## Begin Records shown
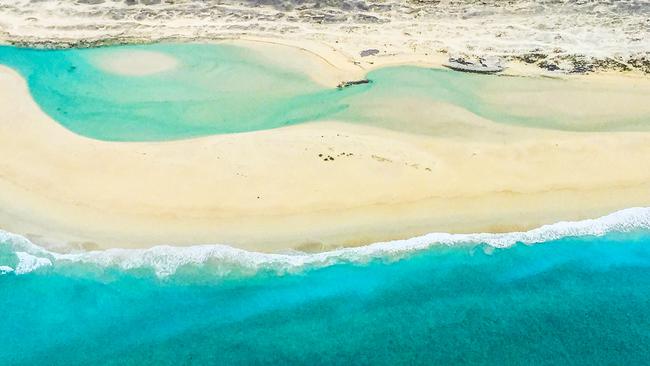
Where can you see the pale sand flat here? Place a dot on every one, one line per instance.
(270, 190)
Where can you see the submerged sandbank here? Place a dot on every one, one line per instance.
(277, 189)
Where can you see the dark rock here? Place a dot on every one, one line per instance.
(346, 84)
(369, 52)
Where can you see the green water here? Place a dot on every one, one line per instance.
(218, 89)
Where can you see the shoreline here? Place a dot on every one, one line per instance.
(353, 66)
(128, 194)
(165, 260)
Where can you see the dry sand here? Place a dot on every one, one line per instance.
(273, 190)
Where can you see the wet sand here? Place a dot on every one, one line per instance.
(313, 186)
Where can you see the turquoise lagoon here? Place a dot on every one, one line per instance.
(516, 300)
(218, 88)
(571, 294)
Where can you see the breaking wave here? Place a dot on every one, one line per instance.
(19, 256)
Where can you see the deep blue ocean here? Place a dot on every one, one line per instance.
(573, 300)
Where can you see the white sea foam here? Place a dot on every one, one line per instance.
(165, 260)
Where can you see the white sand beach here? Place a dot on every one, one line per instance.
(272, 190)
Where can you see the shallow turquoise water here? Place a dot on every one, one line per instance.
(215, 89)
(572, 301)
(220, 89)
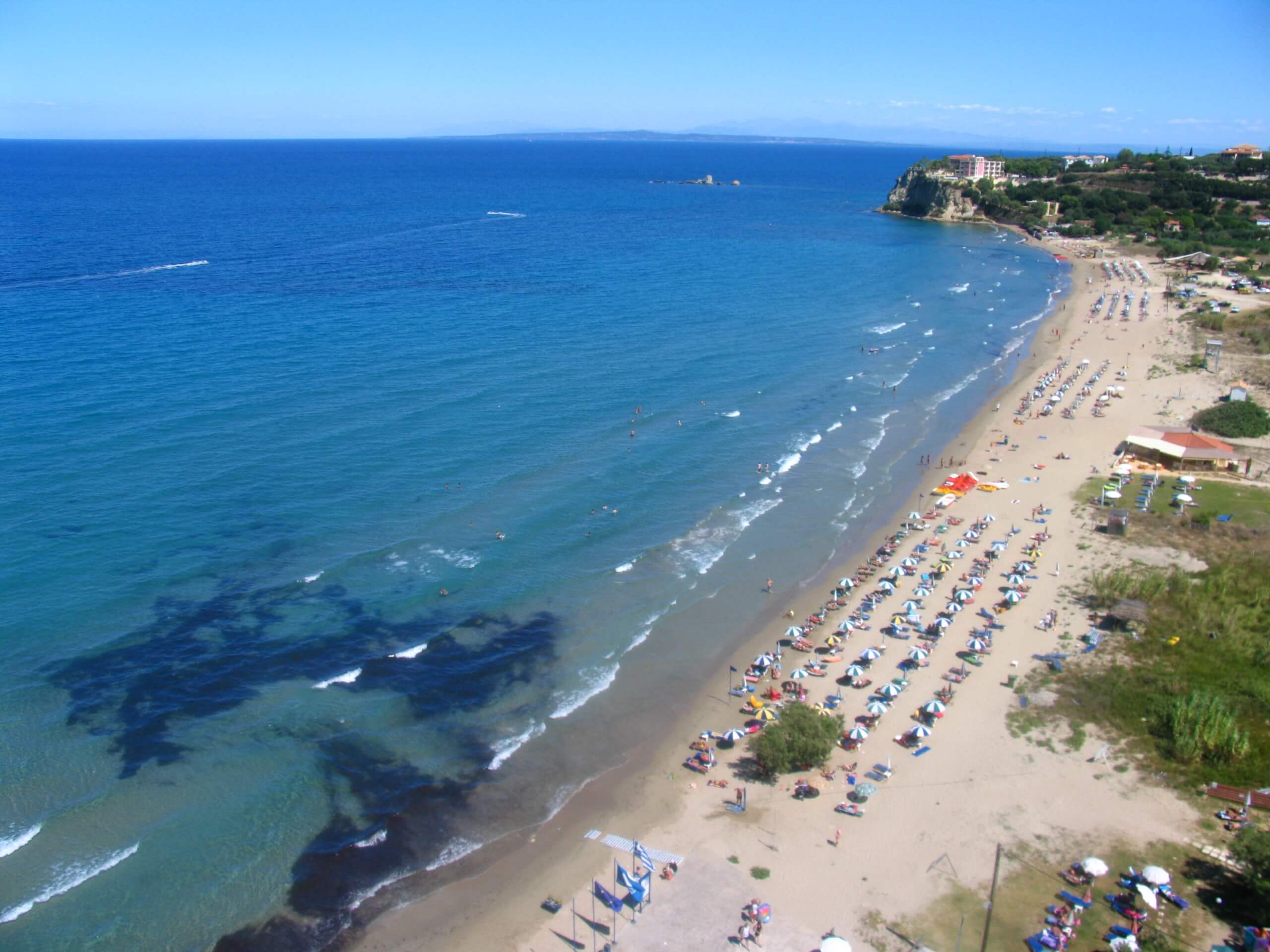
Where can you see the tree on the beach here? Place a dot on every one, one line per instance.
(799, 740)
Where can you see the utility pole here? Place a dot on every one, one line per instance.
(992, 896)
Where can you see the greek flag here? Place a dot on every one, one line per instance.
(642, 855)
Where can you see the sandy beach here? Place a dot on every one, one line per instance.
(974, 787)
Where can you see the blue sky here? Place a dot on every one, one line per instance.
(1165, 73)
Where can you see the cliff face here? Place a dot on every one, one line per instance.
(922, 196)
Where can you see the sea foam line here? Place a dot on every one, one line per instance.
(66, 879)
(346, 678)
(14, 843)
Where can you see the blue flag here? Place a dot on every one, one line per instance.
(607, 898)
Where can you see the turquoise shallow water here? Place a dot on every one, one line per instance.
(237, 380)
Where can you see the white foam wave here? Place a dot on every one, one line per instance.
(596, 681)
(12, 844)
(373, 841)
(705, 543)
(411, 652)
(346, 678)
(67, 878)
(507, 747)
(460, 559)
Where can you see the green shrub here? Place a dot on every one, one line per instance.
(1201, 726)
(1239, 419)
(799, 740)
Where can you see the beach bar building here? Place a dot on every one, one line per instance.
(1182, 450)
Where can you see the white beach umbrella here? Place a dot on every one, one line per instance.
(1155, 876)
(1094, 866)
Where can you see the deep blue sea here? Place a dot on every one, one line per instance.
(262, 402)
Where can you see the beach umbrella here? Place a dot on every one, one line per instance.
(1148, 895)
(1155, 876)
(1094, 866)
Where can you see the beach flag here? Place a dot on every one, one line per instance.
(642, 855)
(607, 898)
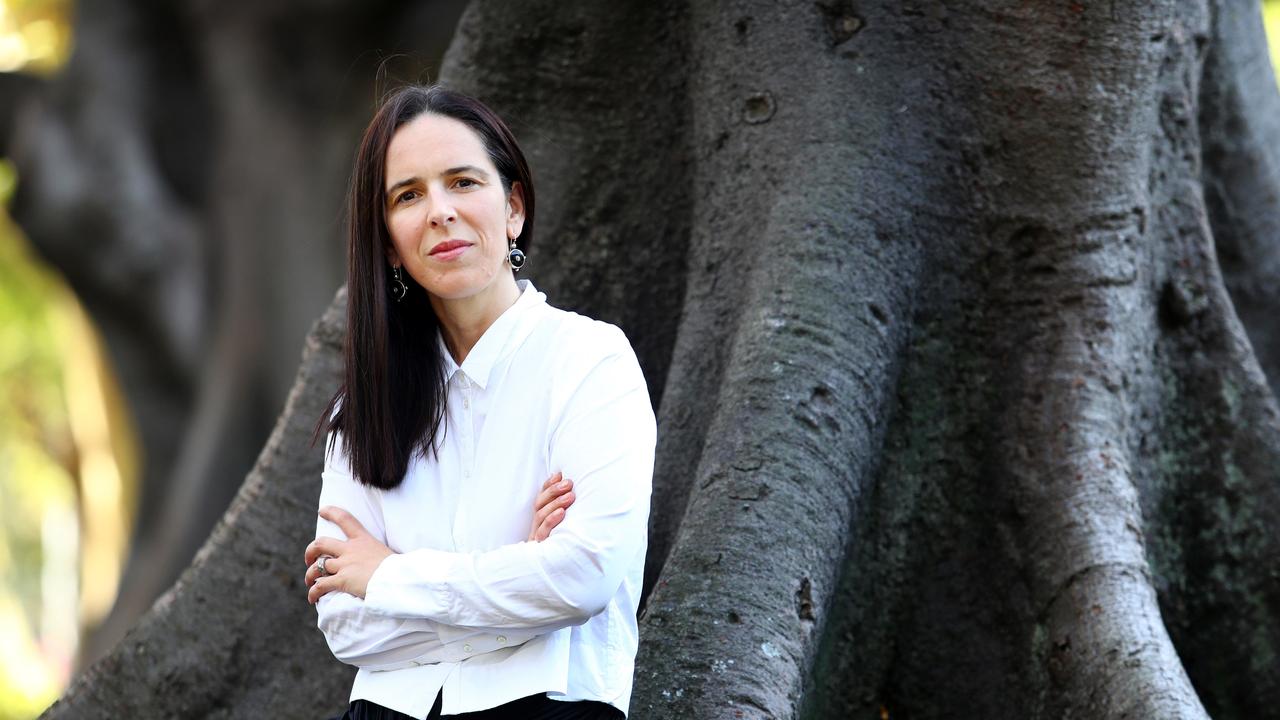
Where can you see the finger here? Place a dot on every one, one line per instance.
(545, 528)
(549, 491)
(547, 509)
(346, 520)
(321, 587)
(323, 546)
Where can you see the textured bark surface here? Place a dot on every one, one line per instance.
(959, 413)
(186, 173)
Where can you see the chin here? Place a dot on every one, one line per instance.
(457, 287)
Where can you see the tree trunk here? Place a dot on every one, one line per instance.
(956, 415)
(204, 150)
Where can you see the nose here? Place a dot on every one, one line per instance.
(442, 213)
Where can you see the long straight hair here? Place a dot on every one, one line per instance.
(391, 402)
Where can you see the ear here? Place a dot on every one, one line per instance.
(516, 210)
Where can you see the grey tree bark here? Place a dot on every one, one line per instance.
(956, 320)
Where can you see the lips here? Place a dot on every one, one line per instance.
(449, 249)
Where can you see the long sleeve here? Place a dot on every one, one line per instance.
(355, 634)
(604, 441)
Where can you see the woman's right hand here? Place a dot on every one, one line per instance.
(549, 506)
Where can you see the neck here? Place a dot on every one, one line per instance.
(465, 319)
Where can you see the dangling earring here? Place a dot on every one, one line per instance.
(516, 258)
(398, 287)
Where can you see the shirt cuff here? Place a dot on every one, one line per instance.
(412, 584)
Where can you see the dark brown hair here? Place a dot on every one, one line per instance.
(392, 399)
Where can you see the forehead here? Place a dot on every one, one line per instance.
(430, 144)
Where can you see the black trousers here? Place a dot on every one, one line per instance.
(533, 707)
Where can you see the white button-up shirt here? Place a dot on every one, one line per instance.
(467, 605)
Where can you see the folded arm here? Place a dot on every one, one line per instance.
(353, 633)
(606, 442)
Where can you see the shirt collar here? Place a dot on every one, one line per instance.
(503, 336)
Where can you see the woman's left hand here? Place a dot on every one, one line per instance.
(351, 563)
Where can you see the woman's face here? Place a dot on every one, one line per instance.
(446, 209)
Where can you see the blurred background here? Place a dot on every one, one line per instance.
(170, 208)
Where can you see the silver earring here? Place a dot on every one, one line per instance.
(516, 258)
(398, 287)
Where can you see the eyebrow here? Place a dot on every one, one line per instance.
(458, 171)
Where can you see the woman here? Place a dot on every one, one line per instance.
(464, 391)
## End Records shown
## Begin Records shown
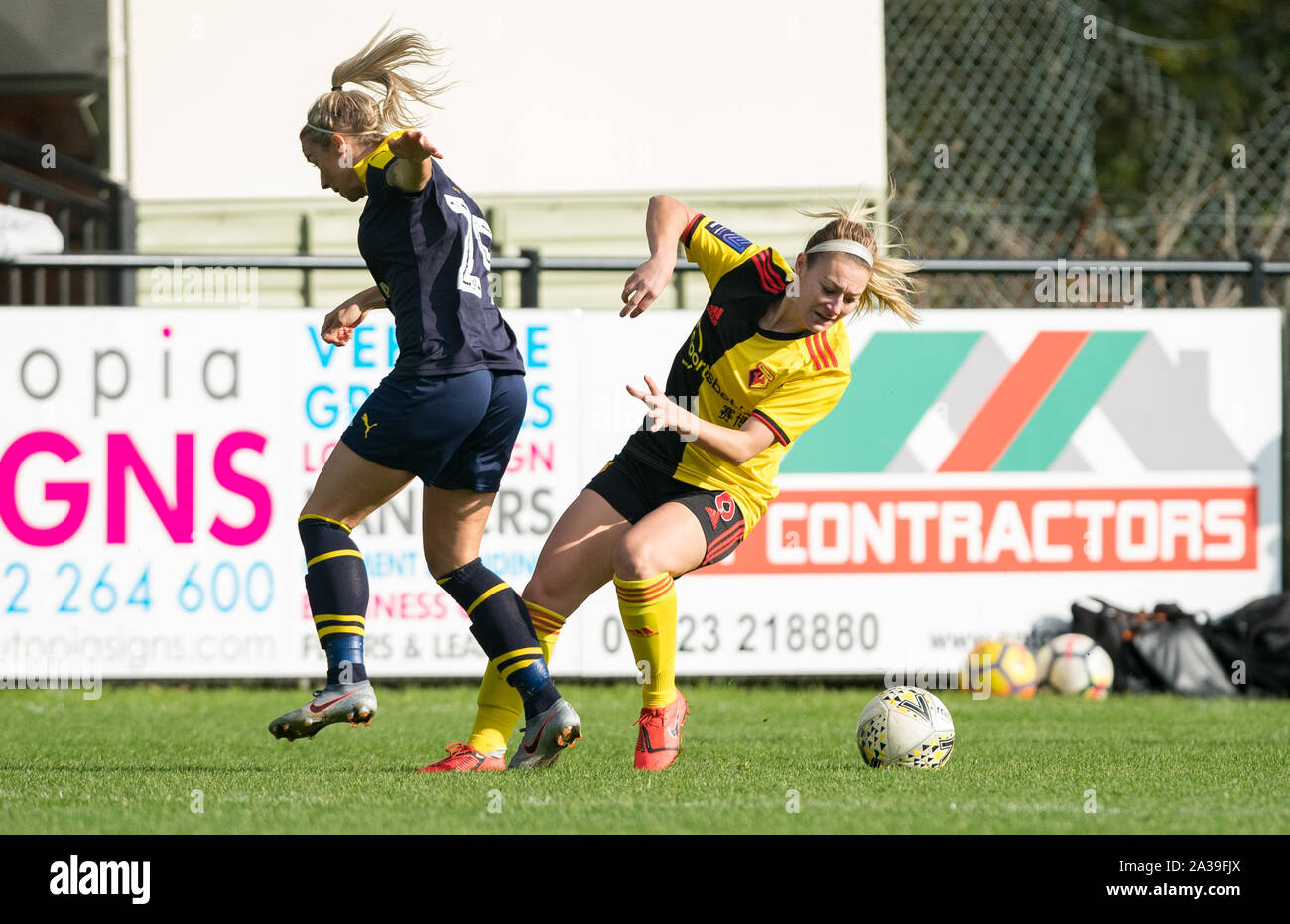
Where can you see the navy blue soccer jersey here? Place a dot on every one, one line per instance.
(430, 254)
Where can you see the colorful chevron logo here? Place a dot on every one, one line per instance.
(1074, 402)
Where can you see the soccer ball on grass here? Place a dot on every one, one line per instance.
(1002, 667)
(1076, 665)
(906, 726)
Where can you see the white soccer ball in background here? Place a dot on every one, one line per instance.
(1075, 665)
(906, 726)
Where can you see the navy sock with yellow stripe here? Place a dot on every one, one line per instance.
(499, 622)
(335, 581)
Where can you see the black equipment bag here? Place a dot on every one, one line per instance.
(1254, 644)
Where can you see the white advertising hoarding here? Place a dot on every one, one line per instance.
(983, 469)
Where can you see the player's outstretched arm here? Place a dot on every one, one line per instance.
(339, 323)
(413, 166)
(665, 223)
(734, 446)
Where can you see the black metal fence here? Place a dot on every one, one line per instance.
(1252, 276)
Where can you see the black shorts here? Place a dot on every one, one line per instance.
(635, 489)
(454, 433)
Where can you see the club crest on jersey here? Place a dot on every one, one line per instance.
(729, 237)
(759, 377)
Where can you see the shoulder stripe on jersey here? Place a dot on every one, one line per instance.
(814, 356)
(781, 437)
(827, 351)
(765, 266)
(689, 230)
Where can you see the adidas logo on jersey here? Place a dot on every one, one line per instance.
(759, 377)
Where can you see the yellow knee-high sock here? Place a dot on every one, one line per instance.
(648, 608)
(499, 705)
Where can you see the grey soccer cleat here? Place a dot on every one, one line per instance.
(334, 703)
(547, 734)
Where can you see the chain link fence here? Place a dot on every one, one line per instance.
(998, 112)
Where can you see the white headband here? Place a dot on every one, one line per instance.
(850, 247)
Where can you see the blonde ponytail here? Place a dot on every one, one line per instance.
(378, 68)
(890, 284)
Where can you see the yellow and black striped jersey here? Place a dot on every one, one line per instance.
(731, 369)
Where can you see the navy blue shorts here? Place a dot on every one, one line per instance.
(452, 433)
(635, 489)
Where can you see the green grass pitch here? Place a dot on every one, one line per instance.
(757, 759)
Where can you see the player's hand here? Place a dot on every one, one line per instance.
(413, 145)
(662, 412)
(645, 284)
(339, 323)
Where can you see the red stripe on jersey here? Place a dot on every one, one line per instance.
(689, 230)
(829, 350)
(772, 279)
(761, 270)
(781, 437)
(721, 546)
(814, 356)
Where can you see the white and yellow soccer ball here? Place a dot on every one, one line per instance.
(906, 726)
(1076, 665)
## End Records shown
## What is expected
Which lines of the entries above contain the string "earring", matching case exactly? Identify each one and copy it out in full.

## Output for this task
Where can you see the dangling earring here? Place a dot on every one, one line per instance.
Where can you see the silver earring here? Place a dot on every one, one line per instance.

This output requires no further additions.